Records from a data source:
::::
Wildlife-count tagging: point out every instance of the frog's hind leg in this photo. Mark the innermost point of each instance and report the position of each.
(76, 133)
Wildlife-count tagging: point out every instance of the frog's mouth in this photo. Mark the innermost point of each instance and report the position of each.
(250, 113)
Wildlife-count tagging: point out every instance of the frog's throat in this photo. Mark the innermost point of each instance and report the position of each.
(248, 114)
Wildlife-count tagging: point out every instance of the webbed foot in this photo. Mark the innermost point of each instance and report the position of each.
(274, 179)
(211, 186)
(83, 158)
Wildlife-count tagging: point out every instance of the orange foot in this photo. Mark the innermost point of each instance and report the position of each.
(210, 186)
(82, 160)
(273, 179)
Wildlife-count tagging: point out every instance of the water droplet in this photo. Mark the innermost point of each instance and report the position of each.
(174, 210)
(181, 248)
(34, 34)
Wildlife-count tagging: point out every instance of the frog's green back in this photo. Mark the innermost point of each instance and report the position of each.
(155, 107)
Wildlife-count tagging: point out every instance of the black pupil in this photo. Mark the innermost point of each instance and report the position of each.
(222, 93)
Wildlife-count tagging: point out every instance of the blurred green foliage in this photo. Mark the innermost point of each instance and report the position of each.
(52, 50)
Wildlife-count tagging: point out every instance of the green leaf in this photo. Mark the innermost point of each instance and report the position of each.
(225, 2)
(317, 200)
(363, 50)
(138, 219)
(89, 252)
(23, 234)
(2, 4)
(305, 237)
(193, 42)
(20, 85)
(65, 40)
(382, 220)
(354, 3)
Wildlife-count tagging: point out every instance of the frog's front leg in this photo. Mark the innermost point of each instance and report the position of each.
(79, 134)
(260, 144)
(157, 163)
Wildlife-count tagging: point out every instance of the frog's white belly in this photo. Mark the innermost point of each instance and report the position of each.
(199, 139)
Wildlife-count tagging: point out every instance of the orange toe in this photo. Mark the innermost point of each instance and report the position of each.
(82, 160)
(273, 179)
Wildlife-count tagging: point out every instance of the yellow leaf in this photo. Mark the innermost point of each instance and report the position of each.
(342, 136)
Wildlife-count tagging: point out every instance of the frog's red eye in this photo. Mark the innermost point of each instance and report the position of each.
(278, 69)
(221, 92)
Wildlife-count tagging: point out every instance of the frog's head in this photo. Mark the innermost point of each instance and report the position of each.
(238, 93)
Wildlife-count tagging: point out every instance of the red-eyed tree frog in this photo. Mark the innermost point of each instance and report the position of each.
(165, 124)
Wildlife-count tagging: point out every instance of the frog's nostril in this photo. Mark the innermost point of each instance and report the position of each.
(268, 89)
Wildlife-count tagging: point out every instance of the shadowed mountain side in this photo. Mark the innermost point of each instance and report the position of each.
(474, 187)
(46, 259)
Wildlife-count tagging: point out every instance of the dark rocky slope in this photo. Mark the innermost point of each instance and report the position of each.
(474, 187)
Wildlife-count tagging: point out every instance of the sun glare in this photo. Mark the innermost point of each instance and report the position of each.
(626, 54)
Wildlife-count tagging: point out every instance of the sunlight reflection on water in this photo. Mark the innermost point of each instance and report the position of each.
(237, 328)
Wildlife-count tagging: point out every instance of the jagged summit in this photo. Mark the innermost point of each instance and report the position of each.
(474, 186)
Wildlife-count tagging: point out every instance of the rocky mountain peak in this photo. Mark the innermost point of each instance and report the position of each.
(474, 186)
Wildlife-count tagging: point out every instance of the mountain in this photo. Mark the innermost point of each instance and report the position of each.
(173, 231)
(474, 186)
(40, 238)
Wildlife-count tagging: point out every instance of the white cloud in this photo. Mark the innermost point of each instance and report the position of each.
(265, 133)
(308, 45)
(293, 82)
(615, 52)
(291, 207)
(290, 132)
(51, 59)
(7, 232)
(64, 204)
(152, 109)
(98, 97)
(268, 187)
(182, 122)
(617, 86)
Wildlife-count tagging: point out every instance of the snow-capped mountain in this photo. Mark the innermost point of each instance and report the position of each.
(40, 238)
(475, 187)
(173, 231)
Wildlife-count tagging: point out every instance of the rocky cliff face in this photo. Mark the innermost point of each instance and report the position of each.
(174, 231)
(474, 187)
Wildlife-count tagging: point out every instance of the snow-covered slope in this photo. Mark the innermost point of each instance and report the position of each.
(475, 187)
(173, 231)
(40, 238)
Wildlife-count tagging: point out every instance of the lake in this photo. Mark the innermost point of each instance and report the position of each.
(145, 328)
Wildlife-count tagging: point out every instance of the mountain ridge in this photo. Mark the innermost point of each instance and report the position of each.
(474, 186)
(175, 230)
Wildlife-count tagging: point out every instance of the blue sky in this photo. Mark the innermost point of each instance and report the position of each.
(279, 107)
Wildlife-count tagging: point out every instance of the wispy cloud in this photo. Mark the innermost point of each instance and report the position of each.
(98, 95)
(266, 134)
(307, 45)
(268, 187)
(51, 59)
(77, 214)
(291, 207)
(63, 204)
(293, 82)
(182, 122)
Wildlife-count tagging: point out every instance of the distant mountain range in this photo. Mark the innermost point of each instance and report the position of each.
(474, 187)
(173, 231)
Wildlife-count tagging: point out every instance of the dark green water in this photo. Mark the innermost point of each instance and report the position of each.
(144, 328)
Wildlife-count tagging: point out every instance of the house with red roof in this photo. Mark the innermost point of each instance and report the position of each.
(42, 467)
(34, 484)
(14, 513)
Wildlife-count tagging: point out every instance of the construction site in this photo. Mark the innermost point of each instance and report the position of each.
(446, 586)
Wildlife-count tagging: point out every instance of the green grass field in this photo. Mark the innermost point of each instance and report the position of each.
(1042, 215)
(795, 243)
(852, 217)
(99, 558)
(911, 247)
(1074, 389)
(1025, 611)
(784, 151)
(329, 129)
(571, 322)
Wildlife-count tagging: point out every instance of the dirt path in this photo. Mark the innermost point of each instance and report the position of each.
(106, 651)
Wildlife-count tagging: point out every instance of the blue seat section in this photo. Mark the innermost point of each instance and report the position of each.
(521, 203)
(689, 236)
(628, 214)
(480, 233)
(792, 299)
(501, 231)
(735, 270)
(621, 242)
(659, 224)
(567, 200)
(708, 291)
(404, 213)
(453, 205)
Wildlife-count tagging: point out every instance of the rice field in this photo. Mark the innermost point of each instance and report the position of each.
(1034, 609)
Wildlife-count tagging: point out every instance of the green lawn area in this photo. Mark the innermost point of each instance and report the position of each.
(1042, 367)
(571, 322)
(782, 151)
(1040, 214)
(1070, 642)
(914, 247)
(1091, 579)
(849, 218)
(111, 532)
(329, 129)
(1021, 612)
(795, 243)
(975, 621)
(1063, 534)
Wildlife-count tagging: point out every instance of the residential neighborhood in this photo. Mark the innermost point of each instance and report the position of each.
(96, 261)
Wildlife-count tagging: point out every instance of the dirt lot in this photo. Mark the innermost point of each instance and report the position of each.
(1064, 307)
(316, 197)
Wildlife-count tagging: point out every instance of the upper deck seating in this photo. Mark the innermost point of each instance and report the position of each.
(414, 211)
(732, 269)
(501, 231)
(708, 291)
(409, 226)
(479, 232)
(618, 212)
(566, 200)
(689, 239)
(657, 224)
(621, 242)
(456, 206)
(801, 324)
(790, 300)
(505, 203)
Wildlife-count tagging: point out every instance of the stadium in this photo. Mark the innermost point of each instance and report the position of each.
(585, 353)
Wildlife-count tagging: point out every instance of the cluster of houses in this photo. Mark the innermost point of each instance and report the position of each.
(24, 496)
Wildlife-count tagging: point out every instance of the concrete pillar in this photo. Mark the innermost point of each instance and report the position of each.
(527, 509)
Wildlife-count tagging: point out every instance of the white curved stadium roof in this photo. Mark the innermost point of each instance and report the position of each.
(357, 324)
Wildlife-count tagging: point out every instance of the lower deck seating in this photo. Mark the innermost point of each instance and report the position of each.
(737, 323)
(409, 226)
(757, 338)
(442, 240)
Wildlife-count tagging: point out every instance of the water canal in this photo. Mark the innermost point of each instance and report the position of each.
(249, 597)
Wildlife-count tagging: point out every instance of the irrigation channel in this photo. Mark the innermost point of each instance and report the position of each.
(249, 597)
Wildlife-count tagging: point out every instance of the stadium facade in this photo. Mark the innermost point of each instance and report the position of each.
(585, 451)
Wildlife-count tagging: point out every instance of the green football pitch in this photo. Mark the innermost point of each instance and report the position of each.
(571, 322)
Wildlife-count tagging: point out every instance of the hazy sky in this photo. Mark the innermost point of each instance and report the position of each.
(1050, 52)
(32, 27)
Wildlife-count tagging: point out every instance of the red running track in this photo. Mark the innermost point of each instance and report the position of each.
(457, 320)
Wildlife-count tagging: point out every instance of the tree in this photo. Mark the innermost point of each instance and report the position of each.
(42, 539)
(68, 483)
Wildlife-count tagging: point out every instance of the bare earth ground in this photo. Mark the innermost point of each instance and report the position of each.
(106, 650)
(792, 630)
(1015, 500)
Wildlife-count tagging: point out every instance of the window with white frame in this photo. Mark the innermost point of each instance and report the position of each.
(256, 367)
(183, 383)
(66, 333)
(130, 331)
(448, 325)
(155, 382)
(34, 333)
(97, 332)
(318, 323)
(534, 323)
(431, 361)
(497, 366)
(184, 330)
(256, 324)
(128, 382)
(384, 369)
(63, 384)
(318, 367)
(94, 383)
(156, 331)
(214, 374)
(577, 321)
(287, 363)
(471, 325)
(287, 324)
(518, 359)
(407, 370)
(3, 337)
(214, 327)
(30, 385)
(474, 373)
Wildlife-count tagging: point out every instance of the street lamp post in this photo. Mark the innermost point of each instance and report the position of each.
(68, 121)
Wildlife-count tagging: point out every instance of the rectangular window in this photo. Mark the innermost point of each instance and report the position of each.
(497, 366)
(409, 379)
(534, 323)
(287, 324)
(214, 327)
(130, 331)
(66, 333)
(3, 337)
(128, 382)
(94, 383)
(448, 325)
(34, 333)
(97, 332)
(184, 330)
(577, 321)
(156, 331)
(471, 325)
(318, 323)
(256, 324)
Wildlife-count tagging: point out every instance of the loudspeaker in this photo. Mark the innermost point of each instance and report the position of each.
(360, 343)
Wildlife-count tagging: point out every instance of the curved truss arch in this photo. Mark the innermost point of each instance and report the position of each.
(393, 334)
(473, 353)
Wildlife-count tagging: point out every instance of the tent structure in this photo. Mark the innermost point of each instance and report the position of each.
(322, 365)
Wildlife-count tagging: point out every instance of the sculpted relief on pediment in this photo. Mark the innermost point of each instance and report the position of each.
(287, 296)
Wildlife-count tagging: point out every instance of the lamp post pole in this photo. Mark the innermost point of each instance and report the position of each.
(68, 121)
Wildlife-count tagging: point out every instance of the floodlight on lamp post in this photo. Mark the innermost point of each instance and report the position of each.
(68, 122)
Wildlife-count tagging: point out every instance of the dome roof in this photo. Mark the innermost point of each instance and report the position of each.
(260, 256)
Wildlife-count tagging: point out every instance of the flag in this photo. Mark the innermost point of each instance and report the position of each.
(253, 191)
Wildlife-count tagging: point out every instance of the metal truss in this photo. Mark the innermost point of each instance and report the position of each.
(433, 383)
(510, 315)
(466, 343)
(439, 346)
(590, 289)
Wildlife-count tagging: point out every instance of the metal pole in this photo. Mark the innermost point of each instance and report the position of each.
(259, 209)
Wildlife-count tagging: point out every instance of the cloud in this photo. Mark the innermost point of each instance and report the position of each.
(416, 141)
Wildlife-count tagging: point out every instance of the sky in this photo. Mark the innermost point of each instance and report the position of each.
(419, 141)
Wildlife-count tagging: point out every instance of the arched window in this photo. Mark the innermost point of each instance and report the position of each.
::::
* [DESCRIPTION OF THE TASK]:
The range begins at the line containing "Wildlife-count tagging: point out every instance of the sky" and ends at the last line of the entries; reproduce it exactly.

* [RESPONSE AREA]:
Wildlife-count tagging: point out every instance of the sky in this photo. Mark the innermost point of each instance and report the position of each.
(419, 141)
Wildlife-count tagging: point out every instance of the arched window in this photo. Mark the innermost point of each instance and report the position of each.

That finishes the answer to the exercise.